• _What is asked_:
Extract exactly and only the lines of the data below, starting at the line with "the train windshield" and stopping after the final line.
========================================
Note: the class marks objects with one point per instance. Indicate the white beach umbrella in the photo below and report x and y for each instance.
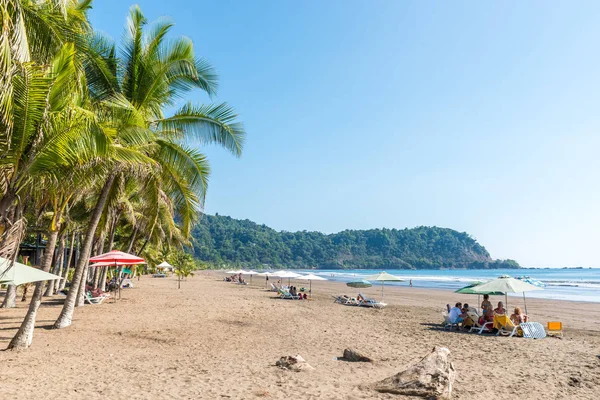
(383, 277)
(267, 274)
(287, 274)
(251, 272)
(311, 277)
(507, 284)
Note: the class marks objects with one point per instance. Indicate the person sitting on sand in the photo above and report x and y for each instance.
(486, 304)
(500, 310)
(454, 316)
(518, 316)
(467, 320)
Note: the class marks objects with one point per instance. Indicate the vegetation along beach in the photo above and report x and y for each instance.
(311, 200)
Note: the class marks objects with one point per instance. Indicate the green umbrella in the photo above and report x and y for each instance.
(18, 273)
(384, 277)
(507, 284)
(469, 290)
(359, 284)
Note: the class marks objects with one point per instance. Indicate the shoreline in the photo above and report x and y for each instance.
(576, 291)
(213, 339)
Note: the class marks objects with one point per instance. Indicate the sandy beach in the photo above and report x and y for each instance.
(212, 340)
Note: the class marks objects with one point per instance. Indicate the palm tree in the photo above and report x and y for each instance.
(152, 74)
(184, 266)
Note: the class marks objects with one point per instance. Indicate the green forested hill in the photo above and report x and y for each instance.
(219, 239)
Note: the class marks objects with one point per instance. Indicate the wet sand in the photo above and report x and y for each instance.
(213, 340)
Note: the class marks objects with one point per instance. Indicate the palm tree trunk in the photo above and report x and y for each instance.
(10, 299)
(63, 281)
(24, 335)
(61, 264)
(99, 250)
(66, 315)
(80, 300)
(57, 267)
(132, 240)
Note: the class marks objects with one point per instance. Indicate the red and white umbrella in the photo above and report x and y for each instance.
(116, 257)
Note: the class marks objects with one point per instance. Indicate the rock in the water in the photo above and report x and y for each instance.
(294, 363)
(432, 377)
(355, 356)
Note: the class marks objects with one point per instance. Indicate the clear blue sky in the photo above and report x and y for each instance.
(477, 116)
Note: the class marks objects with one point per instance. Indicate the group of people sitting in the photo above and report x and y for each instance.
(236, 278)
(465, 316)
(294, 292)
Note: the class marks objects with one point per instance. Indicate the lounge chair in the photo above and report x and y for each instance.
(505, 326)
(555, 328)
(477, 327)
(284, 294)
(533, 330)
(95, 300)
(341, 299)
(367, 302)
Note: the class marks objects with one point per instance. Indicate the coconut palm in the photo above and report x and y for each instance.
(151, 75)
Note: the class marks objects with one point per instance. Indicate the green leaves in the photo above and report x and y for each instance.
(208, 124)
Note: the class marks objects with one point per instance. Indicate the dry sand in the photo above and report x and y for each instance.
(214, 340)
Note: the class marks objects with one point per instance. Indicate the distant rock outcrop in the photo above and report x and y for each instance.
(219, 239)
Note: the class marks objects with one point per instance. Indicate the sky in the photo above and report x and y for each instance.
(476, 116)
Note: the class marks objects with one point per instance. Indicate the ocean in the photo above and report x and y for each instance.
(561, 284)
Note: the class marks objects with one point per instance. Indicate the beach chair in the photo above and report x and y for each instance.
(532, 330)
(367, 302)
(555, 328)
(284, 294)
(477, 327)
(504, 325)
(95, 300)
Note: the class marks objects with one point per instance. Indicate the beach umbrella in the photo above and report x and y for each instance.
(311, 277)
(360, 284)
(251, 272)
(165, 265)
(383, 277)
(19, 274)
(287, 274)
(469, 290)
(507, 284)
(267, 274)
(116, 257)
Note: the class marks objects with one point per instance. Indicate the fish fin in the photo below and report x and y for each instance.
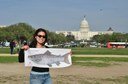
(58, 63)
(66, 59)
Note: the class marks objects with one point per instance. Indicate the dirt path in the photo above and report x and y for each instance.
(16, 73)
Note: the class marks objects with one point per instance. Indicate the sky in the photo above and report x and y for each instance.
(66, 15)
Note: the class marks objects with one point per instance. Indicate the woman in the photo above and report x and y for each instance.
(38, 75)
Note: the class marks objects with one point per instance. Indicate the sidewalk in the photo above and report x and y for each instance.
(78, 55)
(8, 54)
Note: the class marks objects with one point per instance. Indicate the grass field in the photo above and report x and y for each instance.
(113, 67)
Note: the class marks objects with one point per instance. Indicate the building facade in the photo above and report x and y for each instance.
(84, 33)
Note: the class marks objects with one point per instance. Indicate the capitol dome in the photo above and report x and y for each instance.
(84, 25)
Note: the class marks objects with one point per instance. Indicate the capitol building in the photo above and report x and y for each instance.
(84, 33)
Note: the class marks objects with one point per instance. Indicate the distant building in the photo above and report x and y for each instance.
(84, 33)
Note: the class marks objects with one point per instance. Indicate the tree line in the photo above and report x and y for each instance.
(24, 32)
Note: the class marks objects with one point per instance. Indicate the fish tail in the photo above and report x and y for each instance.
(66, 59)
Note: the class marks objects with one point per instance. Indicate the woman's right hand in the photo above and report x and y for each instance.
(25, 47)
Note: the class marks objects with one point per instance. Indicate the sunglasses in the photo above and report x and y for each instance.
(41, 36)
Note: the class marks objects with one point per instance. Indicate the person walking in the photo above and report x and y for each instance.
(37, 75)
(12, 45)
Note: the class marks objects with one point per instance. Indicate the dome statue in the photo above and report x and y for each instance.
(84, 27)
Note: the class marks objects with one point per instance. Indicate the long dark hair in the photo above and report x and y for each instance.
(34, 41)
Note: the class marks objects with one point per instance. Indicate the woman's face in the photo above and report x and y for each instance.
(40, 37)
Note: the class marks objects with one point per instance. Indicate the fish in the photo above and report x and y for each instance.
(48, 58)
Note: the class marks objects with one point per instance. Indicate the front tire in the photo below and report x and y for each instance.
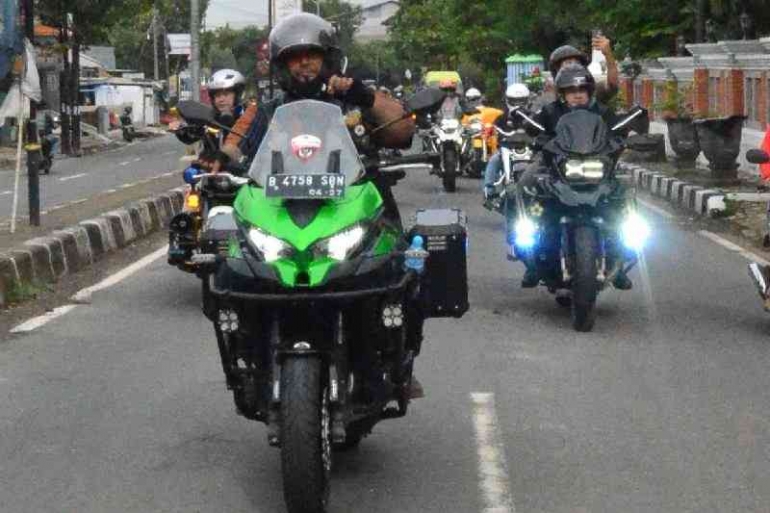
(449, 175)
(585, 287)
(305, 435)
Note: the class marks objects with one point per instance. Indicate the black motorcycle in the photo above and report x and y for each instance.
(127, 125)
(579, 227)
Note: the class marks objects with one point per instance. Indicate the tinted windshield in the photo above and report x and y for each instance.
(307, 138)
(581, 133)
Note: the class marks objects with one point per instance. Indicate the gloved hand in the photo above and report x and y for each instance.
(351, 91)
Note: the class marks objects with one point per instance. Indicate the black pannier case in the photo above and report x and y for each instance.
(444, 286)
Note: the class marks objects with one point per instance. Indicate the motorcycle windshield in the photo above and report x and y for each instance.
(307, 137)
(579, 133)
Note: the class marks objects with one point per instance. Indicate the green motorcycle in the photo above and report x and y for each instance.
(319, 296)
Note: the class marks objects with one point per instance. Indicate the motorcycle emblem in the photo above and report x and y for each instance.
(305, 146)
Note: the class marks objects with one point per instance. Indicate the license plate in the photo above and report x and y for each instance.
(305, 186)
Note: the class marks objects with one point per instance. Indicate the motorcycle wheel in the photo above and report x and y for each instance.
(305, 435)
(584, 285)
(449, 175)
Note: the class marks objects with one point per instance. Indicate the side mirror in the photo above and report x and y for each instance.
(425, 101)
(196, 113)
(757, 157)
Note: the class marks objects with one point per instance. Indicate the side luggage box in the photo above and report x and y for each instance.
(444, 286)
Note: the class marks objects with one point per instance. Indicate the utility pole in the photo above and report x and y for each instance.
(64, 83)
(270, 29)
(33, 146)
(195, 64)
(155, 41)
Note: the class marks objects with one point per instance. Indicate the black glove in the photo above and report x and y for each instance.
(359, 95)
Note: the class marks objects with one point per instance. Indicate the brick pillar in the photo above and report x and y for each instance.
(700, 91)
(627, 89)
(736, 105)
(648, 96)
(762, 100)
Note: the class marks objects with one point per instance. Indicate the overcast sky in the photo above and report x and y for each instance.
(239, 13)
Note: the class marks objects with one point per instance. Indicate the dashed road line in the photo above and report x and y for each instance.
(493, 472)
(748, 255)
(72, 177)
(42, 320)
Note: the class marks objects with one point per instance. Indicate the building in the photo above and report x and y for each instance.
(376, 15)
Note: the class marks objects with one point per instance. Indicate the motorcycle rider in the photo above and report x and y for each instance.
(569, 55)
(308, 63)
(517, 97)
(576, 89)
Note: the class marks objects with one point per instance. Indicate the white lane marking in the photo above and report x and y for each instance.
(84, 295)
(656, 209)
(73, 177)
(748, 255)
(42, 320)
(493, 474)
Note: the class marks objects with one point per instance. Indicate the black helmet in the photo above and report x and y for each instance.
(304, 31)
(575, 76)
(565, 52)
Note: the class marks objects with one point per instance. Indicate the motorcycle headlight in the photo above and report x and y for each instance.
(341, 245)
(634, 232)
(271, 248)
(584, 170)
(525, 231)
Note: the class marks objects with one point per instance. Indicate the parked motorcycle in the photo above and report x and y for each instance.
(580, 228)
(211, 186)
(479, 140)
(127, 125)
(318, 295)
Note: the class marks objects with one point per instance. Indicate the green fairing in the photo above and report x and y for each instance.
(361, 203)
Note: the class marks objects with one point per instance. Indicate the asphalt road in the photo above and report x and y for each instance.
(120, 405)
(77, 179)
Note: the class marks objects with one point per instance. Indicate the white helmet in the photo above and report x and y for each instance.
(225, 79)
(517, 95)
(473, 94)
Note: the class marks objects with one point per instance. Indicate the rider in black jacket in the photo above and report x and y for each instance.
(575, 86)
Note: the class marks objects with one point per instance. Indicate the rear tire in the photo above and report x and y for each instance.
(449, 175)
(585, 287)
(305, 435)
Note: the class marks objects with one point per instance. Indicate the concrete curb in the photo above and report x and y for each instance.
(46, 259)
(697, 199)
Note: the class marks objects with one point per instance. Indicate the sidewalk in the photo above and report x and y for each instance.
(88, 146)
(741, 205)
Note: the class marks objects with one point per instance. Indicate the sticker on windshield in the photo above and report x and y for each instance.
(305, 146)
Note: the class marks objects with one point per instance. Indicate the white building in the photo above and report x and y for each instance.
(376, 14)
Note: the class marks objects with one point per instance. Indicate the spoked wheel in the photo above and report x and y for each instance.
(449, 176)
(585, 287)
(306, 449)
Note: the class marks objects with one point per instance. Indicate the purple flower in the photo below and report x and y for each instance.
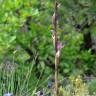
(59, 45)
(49, 84)
(8, 94)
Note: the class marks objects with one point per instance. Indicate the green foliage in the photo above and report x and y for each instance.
(25, 38)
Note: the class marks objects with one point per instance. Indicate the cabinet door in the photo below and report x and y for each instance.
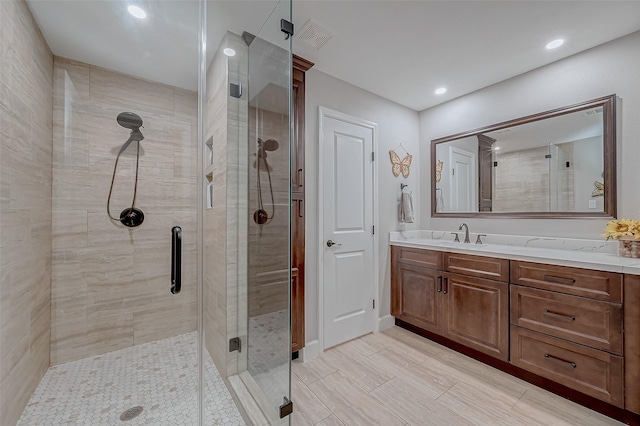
(297, 272)
(476, 314)
(297, 311)
(416, 296)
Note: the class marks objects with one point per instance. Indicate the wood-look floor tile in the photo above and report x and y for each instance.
(369, 344)
(416, 342)
(479, 405)
(332, 420)
(465, 369)
(414, 404)
(313, 370)
(394, 359)
(363, 371)
(351, 404)
(548, 409)
(308, 409)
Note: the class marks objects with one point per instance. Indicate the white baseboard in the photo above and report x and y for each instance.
(311, 350)
(386, 322)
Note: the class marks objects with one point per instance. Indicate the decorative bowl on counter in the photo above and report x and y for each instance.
(628, 247)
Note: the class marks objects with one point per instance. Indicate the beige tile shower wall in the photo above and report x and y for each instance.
(224, 272)
(522, 181)
(111, 284)
(26, 69)
(269, 243)
(215, 218)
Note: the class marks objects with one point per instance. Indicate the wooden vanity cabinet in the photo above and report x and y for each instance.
(416, 284)
(565, 327)
(476, 314)
(464, 308)
(573, 331)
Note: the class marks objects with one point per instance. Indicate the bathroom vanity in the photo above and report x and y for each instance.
(565, 320)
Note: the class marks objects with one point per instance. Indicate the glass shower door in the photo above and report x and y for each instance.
(246, 194)
(268, 255)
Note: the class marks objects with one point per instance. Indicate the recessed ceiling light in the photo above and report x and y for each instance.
(137, 12)
(555, 43)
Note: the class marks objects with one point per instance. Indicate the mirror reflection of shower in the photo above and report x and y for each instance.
(130, 216)
(260, 216)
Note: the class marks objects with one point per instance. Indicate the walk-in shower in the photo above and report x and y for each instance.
(162, 324)
(131, 216)
(261, 216)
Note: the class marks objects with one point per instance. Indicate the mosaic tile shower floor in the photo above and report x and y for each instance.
(159, 376)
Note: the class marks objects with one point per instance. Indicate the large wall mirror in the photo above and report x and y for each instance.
(558, 163)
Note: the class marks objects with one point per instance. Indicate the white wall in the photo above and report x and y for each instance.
(395, 124)
(603, 70)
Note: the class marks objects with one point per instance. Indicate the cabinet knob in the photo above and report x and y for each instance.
(330, 243)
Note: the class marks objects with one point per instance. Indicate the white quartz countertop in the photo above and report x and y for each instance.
(589, 254)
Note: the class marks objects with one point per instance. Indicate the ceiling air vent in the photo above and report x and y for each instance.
(314, 34)
(593, 111)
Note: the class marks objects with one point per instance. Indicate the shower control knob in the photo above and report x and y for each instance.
(330, 243)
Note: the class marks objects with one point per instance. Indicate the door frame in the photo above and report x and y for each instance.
(324, 112)
(473, 179)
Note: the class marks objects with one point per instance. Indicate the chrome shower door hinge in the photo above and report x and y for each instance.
(235, 90)
(287, 28)
(286, 408)
(235, 344)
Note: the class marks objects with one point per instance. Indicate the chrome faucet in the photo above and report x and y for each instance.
(466, 232)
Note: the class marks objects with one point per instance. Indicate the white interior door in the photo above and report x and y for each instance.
(347, 208)
(463, 180)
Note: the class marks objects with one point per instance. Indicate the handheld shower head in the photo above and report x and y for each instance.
(129, 120)
(270, 144)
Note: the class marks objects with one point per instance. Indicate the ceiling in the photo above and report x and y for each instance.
(399, 50)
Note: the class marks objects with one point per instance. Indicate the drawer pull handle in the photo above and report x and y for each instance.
(551, 357)
(559, 316)
(559, 280)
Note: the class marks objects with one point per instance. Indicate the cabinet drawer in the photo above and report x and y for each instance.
(416, 296)
(477, 266)
(476, 314)
(590, 322)
(590, 371)
(418, 257)
(580, 282)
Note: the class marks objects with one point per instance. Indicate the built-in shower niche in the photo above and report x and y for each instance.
(208, 173)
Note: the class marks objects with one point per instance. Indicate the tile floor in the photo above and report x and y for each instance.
(159, 376)
(399, 378)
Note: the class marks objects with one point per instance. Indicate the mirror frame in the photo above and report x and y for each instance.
(608, 104)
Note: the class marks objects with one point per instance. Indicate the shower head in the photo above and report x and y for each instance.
(268, 145)
(129, 120)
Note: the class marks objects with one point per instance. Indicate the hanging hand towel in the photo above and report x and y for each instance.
(406, 208)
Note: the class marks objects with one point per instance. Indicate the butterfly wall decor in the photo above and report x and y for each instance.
(598, 191)
(400, 166)
(439, 166)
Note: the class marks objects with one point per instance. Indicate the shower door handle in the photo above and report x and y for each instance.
(176, 259)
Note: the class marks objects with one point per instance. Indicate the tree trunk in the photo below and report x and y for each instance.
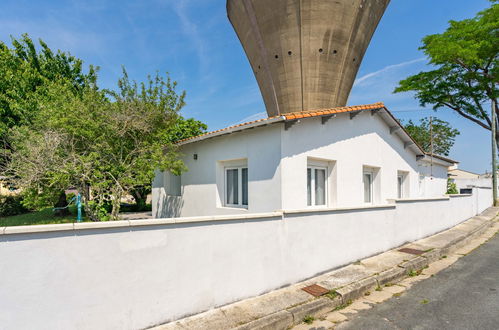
(61, 205)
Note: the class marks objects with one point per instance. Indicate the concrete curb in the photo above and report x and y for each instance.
(294, 314)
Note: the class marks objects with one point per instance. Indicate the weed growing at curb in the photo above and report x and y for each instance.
(332, 294)
(308, 319)
(413, 273)
(342, 306)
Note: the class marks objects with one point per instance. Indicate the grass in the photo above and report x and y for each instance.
(43, 217)
(332, 294)
(308, 319)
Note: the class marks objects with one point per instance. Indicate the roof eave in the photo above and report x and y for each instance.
(231, 130)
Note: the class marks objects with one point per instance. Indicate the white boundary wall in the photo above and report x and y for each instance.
(135, 274)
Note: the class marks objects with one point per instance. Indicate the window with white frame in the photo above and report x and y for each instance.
(316, 185)
(236, 186)
(400, 186)
(368, 179)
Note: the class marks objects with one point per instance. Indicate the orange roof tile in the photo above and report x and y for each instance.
(295, 115)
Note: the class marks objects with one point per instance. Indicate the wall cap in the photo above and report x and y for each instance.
(131, 223)
(423, 199)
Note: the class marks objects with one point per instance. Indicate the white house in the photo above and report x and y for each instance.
(328, 159)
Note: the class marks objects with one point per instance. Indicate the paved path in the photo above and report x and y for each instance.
(463, 296)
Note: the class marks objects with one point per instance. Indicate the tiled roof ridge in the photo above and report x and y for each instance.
(297, 115)
(322, 112)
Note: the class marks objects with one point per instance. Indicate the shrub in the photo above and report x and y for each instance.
(12, 205)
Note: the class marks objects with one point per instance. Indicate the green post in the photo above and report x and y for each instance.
(494, 152)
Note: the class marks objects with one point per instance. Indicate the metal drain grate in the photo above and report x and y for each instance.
(412, 251)
(315, 290)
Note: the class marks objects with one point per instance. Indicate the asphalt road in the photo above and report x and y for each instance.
(463, 296)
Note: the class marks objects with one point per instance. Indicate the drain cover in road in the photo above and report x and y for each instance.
(412, 251)
(315, 290)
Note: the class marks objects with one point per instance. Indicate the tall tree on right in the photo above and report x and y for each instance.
(465, 78)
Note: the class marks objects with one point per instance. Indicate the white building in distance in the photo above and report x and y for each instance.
(346, 157)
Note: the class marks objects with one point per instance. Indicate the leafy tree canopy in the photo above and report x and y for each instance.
(441, 131)
(465, 77)
(25, 72)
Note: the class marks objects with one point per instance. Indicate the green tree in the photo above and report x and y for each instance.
(109, 141)
(26, 71)
(443, 135)
(465, 77)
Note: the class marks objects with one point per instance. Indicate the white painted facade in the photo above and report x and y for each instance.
(277, 159)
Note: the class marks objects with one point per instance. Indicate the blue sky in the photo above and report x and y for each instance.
(195, 43)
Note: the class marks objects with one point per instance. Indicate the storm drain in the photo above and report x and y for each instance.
(412, 251)
(315, 290)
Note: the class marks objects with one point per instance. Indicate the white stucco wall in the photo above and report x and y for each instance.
(136, 276)
(277, 166)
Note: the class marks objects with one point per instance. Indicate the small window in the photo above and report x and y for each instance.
(368, 187)
(236, 186)
(400, 186)
(316, 186)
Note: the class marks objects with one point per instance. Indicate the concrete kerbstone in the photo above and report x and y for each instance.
(414, 264)
(280, 321)
(357, 289)
(391, 275)
(37, 228)
(315, 307)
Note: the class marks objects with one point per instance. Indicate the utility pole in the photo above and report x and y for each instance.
(494, 152)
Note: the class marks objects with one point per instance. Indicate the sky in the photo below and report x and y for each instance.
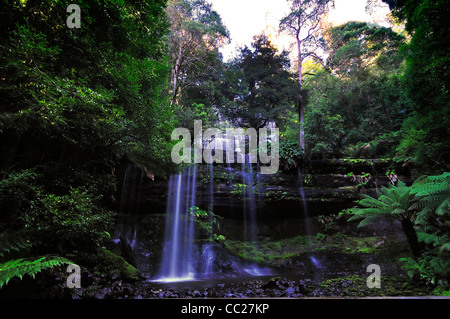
(246, 18)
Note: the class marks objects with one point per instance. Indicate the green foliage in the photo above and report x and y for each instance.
(13, 242)
(260, 87)
(357, 98)
(425, 143)
(21, 267)
(73, 220)
(433, 193)
(290, 155)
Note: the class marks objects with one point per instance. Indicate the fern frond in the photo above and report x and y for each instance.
(21, 267)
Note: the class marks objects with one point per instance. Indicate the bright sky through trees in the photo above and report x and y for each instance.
(246, 18)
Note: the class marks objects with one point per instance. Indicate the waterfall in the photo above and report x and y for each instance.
(249, 203)
(178, 253)
(184, 259)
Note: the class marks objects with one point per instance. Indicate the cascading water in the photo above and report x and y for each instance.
(178, 253)
(184, 258)
(250, 215)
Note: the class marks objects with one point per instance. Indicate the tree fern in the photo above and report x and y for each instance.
(21, 267)
(433, 193)
(395, 202)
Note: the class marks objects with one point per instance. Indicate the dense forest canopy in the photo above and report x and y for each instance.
(75, 103)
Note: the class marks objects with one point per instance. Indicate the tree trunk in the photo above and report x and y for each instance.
(301, 117)
(176, 72)
(411, 236)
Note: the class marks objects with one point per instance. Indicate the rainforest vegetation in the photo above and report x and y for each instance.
(76, 104)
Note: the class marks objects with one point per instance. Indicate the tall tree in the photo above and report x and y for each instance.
(303, 23)
(263, 86)
(425, 143)
(197, 32)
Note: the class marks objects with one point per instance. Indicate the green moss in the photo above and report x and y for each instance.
(119, 264)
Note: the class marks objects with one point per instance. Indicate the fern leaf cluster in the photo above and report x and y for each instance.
(21, 267)
(433, 193)
(393, 202)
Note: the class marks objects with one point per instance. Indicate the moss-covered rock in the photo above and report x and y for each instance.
(121, 266)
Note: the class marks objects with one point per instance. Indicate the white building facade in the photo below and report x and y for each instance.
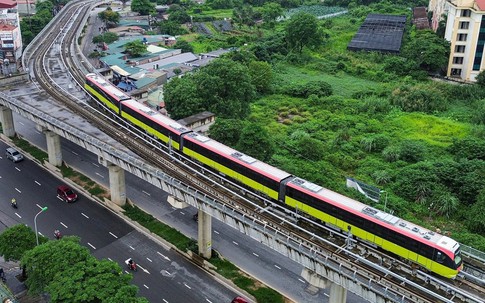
(465, 29)
(10, 37)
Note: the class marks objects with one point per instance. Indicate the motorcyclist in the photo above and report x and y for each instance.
(131, 264)
(57, 234)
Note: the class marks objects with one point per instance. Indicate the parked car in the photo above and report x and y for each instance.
(239, 300)
(65, 193)
(13, 154)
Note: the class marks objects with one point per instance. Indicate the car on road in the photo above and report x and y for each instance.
(13, 154)
(65, 193)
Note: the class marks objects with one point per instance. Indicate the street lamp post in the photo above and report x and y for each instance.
(35, 223)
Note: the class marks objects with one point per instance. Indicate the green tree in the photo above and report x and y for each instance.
(429, 51)
(270, 12)
(143, 7)
(182, 98)
(136, 48)
(261, 75)
(255, 141)
(226, 88)
(24, 239)
(227, 131)
(302, 30)
(184, 46)
(109, 16)
(45, 261)
(107, 38)
(88, 281)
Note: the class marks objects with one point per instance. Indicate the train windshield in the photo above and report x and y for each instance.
(458, 257)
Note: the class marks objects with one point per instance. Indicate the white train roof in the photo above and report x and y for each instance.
(107, 87)
(415, 231)
(155, 116)
(217, 147)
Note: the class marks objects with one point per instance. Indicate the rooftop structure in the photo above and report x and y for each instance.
(382, 33)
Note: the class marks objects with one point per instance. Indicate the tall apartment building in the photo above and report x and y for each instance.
(10, 37)
(465, 29)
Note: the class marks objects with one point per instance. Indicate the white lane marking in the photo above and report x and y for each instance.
(163, 256)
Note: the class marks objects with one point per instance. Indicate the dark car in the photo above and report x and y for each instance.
(65, 193)
(239, 300)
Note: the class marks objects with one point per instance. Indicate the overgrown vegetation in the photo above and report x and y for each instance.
(326, 113)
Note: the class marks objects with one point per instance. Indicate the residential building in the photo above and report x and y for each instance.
(465, 29)
(10, 37)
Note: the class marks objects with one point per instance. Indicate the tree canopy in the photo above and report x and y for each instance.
(302, 30)
(222, 87)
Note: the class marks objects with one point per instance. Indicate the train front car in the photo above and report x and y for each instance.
(244, 169)
(430, 250)
(153, 123)
(105, 92)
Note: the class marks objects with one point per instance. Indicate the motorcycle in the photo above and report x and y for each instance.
(131, 264)
(57, 234)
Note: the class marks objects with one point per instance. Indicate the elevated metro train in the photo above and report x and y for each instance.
========================================
• _Answer to the task_:
Note: the class marks objects with one point per instance. Indicate the train windshield in the photo above and report x and y for each instance.
(458, 257)
Note: the class marks objects with one point per instance. Indicate the white train roof in the photo above and report x and y for each instance.
(107, 87)
(415, 231)
(155, 116)
(217, 147)
Note: the class marks objects with one point per instance. Indicate the rooftop structure in the photo above and report x and y for each instance.
(382, 33)
Note: the class marks objects with one point per instance. Indicate the tall apartment building in the photo above and report x and y for each instance.
(10, 37)
(465, 29)
Note: the class marks objects with one point per instance. Indicate the white lane marking in the photo above and report x and y for each instance.
(163, 256)
Note: the class marks objects with one point per instance. Indicate the dark car in the photo above and report x and y for each instance.
(65, 193)
(239, 300)
Note: the class marks objects with one point per instance. Indicate the overgrown vegetation in the photo above and report x and y for each instance.
(326, 113)
Note: the class marks objects with one point per instance. Indicate the residential building in the photo above and report x and y for each instance.
(465, 29)
(10, 37)
Note: the class marks objects with one point per instance. Indicate the tree canopy in the photo above and report x and y for each instance.
(302, 30)
(222, 87)
Note: the class marks objects with one point per instance. Indicate the train front car in the photo above and report x and y for each instance.
(244, 169)
(430, 250)
(153, 123)
(105, 92)
Note: the class marks objects with one point per instance. Indicate the motorcycle in the photo above and report x and y for each instance.
(131, 264)
(57, 234)
Note: the class marks objects with one point per instance. Indicate the elevated metro train in the photo above and report x and y for each instance.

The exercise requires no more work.